Сегодня российская власть не может допустить нормальной либеральной демократии. В обществе, где власть вытекает из собственности и покупается за деньги, где силовые органы утверждают правовой нигилизм, где коррупция выступает важнейшим элементом управленческой вертикали, либеральная демократия невозможна. Поэтому страна стоит перед непростым выбором: либо система будет разрушена силой, а элита подвергнута люстрации и гонениям, либо оппозиция будет сломлена репрессиями, а страна на долгие годы станет источником утекающих капиталов и спасающихся бегством креативных граждан.
В такой ситуации требуется парадигма, которая позволит модернизировать Россию управляемым образом, не чреватым политическим хаосом. Система, предполагающая более тонкую, чем «суверенная демократия», настройку, не будет в полной мере демократической, но станет явным шагом вперед в процессе развития страны.
То, в чем сегодня нуждается Россия, можно назвать «превентивной демократией», целью которой является принятие и усвоение политической элитой сигналов, поступающих от гражданского общества. Пока власть стремится максимально обострить отношения между собой и гражданами. Побеждает на выборах мэра оппозиционный кандидат – надо назначить его проигравшего противника и. о. мэра, пусть хотя бы на пару недель. Выходят несогласные на улицы – ужесточить закон о митингах. Начинают регионы возмущаться произволом Москвы – вывести из конституционного поля чуть ли не треть России, создав Министерство по делам Дальнего Востока. Все это – путь в тупик. Успешные страны – даже авторитарные – никогда не обходились без применения энергии масс. Власть недолго может держаться только на спецслужбистах, полицейских и налоговиках. Залог выживания режима, да и нормального развития страны, состоит в усвоении властью требований народа.

▶ [ИСХОДНЫЕ ДАННЫЕ]

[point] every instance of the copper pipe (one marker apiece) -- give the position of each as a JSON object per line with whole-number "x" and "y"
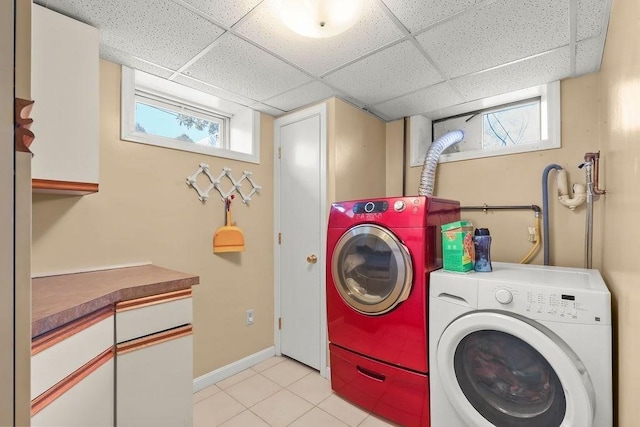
{"x": 594, "y": 158}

▶ [ПОСТАНОВКА ЗАДАЧИ] Продолжите рассуждение о «превентивной демократии» для России, начав сразу после его последнего предложения.

▶ [РЕЗУЛЬТАТ УПРАЖНЕНИЯ]
«Превентивная демократия» – это система, ориентированная на принятие сигналов от граждан, их усвоение и учет их в повседневной политической практике; на инкорпорирование оппозиционных деятелей и использование их энтузиазма в борьбе с самыми очевидными пороками властной пирамиды; на перенятие повестки дня, предъявляемой обществом, и не выхолащивание ее, а четкое разделение на этапы возможной реализации ради постепенного претворения в жизнь. Иначе говоря, «превентивная демократия» – это механизм перехода от «суверенной демократии» к нормальному, принятому во всем мире политическому режиму. В ее рамках власть должна принимать новые элементы повестки дня и инкорпорировать в себя новых людей, четко определяя при этом темпы перемен. Застой есть залог краха; развитие, пусть и медленное, – условие выживания.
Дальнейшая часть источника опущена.